● **Task to complete**
Count the lines that contain the string "hose" in the records beneath, and respond with the number only.

● **Data shown**
□ □ □ □ □

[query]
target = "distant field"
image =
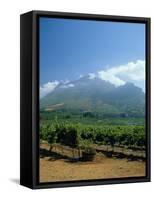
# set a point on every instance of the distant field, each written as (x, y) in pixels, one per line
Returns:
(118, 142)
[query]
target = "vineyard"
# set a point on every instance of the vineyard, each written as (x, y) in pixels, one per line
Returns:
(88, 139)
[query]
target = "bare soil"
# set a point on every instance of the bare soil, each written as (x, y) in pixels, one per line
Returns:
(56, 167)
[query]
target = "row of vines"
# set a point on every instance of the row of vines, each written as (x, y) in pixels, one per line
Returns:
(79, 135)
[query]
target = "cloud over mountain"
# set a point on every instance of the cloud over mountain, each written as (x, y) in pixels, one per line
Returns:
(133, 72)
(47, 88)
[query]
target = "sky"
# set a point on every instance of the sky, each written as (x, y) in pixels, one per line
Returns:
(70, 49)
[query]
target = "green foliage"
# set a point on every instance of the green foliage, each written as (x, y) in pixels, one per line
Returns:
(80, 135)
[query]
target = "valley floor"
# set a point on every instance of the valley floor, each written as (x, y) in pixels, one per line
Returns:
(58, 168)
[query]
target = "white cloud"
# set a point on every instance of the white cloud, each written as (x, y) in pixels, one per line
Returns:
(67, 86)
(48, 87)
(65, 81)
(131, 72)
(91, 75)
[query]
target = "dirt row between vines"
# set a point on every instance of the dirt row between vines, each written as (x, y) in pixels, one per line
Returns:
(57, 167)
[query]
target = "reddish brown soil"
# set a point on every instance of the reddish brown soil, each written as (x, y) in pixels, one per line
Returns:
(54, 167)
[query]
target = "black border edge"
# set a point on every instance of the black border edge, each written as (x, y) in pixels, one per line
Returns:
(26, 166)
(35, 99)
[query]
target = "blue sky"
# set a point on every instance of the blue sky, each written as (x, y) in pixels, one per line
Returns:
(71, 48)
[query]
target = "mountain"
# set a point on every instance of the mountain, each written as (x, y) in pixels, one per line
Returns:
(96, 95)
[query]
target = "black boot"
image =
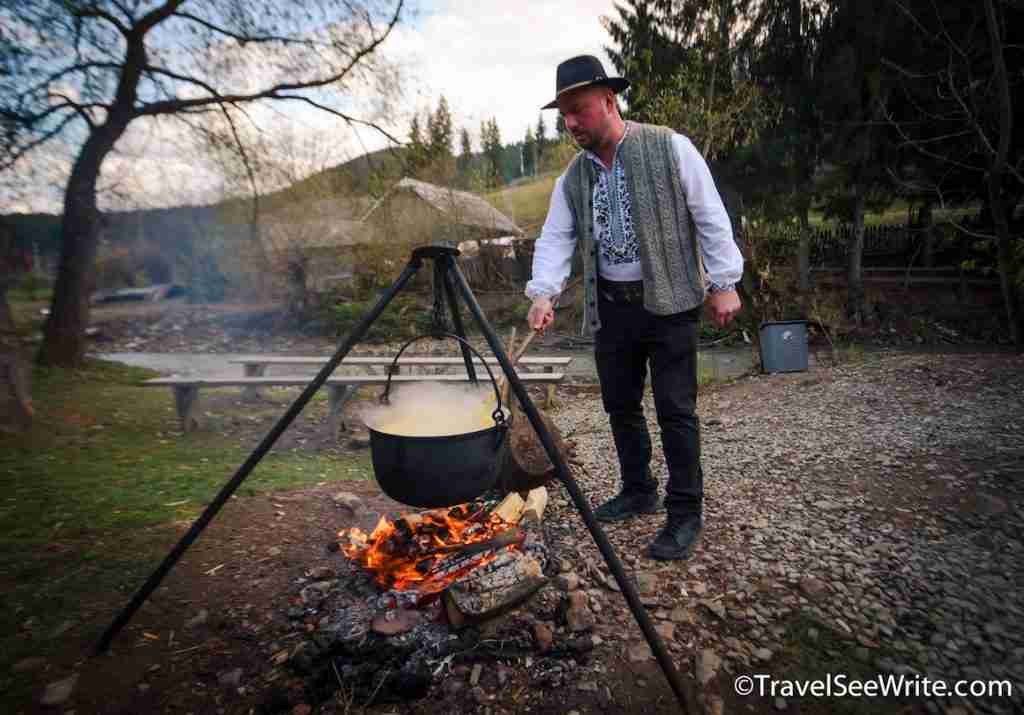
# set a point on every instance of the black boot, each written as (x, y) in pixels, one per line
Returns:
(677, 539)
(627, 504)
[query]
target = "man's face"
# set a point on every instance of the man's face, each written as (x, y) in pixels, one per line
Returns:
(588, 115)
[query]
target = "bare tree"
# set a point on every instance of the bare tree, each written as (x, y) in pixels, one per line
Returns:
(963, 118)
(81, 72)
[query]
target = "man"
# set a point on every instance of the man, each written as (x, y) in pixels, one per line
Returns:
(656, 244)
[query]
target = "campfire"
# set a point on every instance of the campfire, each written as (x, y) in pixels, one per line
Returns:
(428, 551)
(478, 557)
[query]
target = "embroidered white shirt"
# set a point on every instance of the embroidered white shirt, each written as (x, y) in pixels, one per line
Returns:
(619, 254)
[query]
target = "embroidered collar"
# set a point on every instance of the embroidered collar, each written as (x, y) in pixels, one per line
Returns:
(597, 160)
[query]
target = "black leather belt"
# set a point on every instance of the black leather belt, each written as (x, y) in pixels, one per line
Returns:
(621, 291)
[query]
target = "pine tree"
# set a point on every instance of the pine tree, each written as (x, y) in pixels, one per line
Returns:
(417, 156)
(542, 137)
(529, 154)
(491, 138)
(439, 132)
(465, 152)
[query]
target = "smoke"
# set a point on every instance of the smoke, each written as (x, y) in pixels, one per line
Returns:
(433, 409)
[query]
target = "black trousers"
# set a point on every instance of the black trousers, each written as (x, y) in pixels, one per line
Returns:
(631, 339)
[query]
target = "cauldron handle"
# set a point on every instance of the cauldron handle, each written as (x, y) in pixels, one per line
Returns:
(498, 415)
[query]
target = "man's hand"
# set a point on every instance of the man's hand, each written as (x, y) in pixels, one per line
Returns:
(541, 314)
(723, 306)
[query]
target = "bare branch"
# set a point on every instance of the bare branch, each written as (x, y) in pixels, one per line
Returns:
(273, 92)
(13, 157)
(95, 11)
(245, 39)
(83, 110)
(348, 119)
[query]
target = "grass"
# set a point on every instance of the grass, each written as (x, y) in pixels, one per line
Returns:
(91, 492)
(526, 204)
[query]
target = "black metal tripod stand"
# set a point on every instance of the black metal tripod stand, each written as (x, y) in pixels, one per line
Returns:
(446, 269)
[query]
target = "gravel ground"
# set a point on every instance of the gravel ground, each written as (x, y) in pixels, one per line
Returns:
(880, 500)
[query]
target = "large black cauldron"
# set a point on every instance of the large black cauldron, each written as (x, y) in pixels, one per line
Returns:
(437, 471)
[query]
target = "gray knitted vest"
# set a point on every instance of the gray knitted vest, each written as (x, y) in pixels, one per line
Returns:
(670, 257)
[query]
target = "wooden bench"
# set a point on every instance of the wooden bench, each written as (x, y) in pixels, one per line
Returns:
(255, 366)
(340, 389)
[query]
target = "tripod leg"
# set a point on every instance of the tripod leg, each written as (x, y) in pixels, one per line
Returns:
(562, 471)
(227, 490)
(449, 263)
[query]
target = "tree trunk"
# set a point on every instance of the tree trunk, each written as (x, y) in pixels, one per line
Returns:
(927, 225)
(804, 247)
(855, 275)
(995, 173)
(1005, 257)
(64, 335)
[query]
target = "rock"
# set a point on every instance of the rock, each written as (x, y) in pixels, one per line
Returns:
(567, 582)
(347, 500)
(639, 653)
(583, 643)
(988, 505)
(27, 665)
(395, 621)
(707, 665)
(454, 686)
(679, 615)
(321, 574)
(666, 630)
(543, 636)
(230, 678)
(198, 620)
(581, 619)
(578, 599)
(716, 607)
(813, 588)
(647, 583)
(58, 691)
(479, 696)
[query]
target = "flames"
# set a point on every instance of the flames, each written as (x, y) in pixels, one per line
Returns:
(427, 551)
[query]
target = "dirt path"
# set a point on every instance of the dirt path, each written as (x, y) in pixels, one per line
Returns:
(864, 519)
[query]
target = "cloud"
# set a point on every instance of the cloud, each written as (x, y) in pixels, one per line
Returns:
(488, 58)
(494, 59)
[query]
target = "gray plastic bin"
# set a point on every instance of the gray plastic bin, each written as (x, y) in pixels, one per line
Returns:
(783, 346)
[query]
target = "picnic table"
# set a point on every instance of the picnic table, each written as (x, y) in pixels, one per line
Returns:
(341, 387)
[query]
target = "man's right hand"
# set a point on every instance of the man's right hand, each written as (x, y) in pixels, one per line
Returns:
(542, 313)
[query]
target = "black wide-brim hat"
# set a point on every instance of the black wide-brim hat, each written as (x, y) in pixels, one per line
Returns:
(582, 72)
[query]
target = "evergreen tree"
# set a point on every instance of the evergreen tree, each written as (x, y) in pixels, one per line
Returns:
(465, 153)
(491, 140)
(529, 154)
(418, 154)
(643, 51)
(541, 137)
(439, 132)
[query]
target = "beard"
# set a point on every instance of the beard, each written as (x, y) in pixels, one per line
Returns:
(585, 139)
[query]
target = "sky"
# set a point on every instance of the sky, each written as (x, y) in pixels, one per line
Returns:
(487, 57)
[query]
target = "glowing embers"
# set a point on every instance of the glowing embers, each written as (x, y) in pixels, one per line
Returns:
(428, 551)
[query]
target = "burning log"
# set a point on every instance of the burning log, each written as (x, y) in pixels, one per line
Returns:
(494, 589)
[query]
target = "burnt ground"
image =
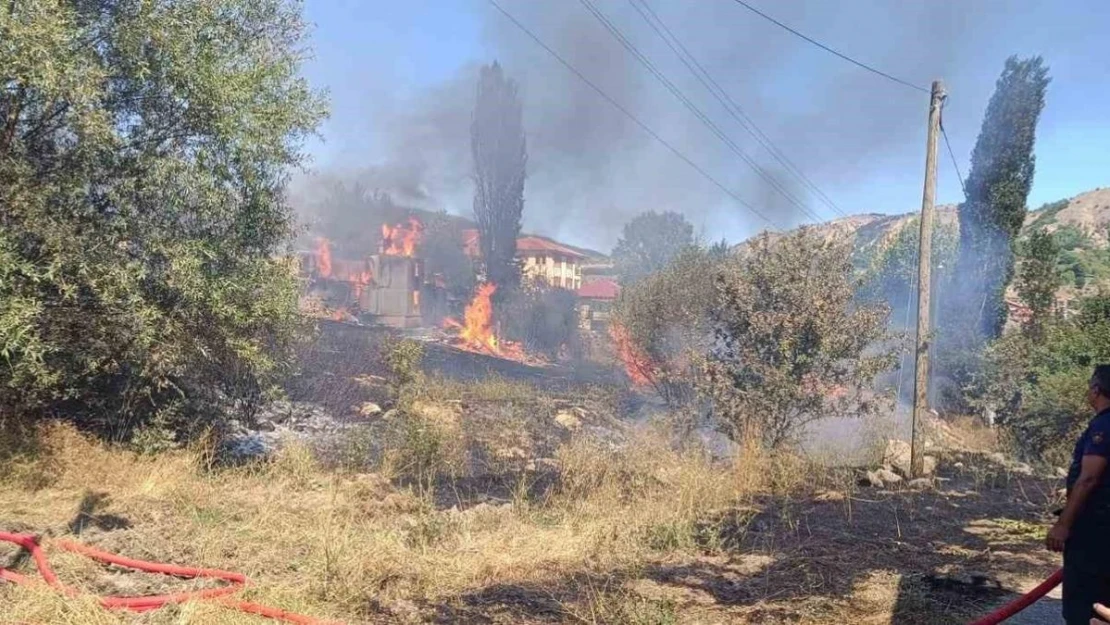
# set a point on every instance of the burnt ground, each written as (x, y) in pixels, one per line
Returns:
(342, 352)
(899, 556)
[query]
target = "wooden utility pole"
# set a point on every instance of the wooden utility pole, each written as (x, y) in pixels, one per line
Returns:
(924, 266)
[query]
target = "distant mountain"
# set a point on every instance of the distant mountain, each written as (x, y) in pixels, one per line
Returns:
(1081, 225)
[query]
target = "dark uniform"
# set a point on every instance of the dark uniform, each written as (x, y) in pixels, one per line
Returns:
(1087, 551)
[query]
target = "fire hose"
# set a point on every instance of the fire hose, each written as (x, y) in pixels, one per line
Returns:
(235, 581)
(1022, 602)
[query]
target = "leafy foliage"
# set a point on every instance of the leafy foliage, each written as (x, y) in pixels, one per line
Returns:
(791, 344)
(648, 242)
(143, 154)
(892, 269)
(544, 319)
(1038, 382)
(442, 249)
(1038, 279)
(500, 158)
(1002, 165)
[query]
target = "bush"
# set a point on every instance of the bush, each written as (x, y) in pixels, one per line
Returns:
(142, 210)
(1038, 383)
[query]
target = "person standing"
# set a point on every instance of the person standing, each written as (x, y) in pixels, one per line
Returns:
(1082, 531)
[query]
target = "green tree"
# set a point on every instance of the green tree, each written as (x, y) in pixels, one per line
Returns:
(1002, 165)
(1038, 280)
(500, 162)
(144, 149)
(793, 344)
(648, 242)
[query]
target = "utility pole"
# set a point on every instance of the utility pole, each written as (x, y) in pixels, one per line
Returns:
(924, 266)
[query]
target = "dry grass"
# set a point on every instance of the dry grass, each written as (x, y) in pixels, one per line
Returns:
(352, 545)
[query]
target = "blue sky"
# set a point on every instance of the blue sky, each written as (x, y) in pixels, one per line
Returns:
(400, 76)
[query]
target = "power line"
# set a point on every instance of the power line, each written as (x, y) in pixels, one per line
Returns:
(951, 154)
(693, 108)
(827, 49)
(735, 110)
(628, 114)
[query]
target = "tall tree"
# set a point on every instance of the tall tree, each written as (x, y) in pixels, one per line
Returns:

□ □ □ □ □

● **Written answer**
2